Copy the stretch from the start of the records through the line that contains "[(435, 321), (160, 292), (161, 365), (435, 385)]", swapping every "one dot per instance" for "one point per instance" and keeping everything else the same. Leave the pictures out of your copy.

[start Records supplied]

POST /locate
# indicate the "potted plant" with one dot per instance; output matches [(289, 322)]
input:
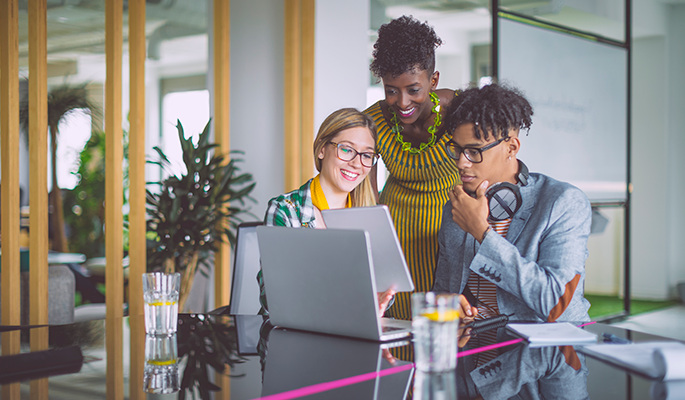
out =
[(189, 215)]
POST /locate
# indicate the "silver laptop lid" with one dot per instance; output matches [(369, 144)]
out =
[(320, 280), (299, 359), (390, 266)]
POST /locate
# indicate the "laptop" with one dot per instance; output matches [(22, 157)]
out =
[(296, 360), (322, 280), (389, 263)]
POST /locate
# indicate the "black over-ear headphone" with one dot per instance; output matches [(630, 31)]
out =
[(504, 198)]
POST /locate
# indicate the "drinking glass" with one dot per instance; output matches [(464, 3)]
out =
[(435, 321), (160, 292), (161, 365), (435, 385)]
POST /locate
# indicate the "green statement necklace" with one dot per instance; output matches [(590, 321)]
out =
[(397, 128)]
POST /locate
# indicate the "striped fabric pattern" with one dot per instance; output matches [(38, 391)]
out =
[(415, 193), (486, 293)]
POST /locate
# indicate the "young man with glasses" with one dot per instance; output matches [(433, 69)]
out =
[(513, 243)]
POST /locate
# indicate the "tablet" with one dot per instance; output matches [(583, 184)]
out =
[(390, 266)]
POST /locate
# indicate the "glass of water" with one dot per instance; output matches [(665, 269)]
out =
[(435, 321), (161, 365), (160, 294)]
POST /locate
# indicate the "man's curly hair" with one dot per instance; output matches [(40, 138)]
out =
[(492, 109), (403, 44)]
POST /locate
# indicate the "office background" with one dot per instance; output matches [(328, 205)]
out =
[(179, 64)]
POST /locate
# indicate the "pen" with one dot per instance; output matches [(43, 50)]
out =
[(611, 338)]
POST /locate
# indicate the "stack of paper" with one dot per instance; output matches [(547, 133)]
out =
[(553, 334), (658, 360)]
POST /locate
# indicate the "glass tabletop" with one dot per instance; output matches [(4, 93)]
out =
[(250, 359)]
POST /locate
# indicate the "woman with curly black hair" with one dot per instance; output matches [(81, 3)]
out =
[(412, 142)]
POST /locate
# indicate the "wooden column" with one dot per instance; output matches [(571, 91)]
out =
[(307, 93), (9, 197), (222, 109), (38, 183), (114, 281), (136, 159), (221, 24), (299, 91)]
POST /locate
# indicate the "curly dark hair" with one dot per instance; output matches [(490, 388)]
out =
[(494, 108), (402, 44)]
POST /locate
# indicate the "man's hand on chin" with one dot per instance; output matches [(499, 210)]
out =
[(471, 214)]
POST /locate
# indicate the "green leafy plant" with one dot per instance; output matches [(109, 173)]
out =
[(84, 206), (189, 215)]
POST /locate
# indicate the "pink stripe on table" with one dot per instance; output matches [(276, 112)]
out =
[(326, 386), (323, 387)]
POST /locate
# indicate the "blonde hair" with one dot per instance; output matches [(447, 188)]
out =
[(340, 120)]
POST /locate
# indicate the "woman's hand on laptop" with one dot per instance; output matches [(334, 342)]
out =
[(384, 299)]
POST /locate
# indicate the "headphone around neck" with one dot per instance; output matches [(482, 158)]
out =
[(504, 198)]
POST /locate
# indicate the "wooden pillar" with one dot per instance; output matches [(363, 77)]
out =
[(38, 183), (114, 281), (299, 91), (136, 159), (222, 109), (221, 24), (9, 197)]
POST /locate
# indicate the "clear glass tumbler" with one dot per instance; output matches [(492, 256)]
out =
[(161, 365), (435, 321), (435, 385), (160, 294)]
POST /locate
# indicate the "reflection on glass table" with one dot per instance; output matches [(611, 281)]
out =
[(260, 360)]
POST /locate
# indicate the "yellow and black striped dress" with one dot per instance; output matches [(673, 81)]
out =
[(415, 192)]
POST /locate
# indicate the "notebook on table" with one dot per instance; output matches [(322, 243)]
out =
[(389, 264), (322, 280)]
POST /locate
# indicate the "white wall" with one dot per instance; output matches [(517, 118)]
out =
[(341, 52), (676, 145), (257, 94)]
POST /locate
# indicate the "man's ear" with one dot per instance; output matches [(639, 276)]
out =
[(513, 145)]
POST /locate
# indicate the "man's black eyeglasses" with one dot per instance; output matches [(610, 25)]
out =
[(347, 153), (473, 154)]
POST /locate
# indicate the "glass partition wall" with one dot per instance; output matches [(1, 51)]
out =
[(82, 56)]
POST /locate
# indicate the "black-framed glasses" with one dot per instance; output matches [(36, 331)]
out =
[(347, 153), (473, 154)]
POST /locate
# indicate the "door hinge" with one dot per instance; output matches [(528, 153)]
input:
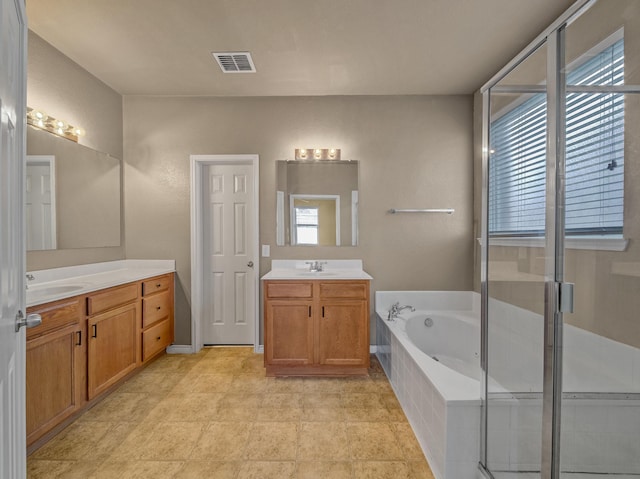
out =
[(565, 297)]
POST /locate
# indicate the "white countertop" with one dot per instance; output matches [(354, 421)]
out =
[(59, 283), (332, 270)]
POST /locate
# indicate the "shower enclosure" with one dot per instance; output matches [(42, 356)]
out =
[(560, 251)]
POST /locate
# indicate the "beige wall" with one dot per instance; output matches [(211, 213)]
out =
[(63, 89), (414, 152), (607, 283)]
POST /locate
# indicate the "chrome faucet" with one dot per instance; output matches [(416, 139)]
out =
[(396, 309), (315, 266)]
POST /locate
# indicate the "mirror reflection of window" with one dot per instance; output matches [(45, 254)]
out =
[(306, 225)]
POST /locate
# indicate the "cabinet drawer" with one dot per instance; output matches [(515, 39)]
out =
[(346, 290), (56, 315), (155, 339), (299, 289), (153, 285), (112, 297), (155, 308)]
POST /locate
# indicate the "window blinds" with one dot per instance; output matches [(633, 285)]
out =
[(594, 156)]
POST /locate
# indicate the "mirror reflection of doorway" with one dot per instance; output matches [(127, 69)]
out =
[(40, 209), (315, 220)]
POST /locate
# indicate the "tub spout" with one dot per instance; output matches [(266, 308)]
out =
[(396, 309)]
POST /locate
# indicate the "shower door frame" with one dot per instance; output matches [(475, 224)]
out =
[(555, 89)]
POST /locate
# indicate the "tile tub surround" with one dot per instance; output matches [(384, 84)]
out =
[(215, 415), (600, 433), (92, 277)]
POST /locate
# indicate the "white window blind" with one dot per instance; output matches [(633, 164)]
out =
[(594, 156)]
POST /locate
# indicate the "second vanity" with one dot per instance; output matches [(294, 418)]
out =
[(316, 323), (100, 323)]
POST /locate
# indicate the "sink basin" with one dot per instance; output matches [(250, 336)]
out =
[(58, 289)]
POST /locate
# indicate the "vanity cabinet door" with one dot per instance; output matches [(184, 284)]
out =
[(288, 332), (113, 346), (342, 340), (55, 379)]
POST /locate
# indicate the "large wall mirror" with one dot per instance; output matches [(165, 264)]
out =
[(72, 194), (317, 203)]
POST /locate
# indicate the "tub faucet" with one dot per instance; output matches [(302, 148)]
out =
[(396, 309)]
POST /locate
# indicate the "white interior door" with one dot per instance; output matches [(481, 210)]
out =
[(230, 293), (12, 253), (40, 211)]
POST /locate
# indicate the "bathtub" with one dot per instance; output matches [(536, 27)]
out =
[(435, 373)]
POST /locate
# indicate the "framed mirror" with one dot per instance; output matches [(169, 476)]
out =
[(72, 194), (317, 203)]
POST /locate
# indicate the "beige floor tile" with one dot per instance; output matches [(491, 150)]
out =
[(138, 470), (273, 441), (322, 400), (321, 414), (267, 470), (284, 385), (151, 382), (194, 407), (282, 400), (46, 469), (360, 385), (204, 383), (323, 441), (390, 401), (407, 441), (123, 407), (323, 385), (279, 414), (208, 470), (324, 470), (373, 441), (378, 414), (397, 415), (420, 470), (361, 400), (241, 400), (381, 470), (168, 441), (247, 384), (236, 414), (219, 442), (76, 442)]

[end Records supplied]

■ Solution to this task
POST /locate
# indicate the "potted plant" with one point per instance; output matches [(289, 322)]
input:
out =
[(189, 215)]
POST /locate
# indicate the "silver laptop lid" with one point per instance; output matches [(369, 144)]
out =
[(320, 280), (299, 359), (390, 266)]
POST /locate
# indicate the "laptop" with one point per instance; output matches [(22, 157)]
out =
[(296, 360), (322, 280), (389, 263)]
POST /locate
# indicate the "black over-ear headphone" with one point per instance; output matches [(630, 31)]
out =
[(504, 198)]
POST /locate
# indicate the "drinking glass" with one point per instance; output matches [(464, 3)]
out =
[(435, 321), (160, 292), (161, 365), (435, 385)]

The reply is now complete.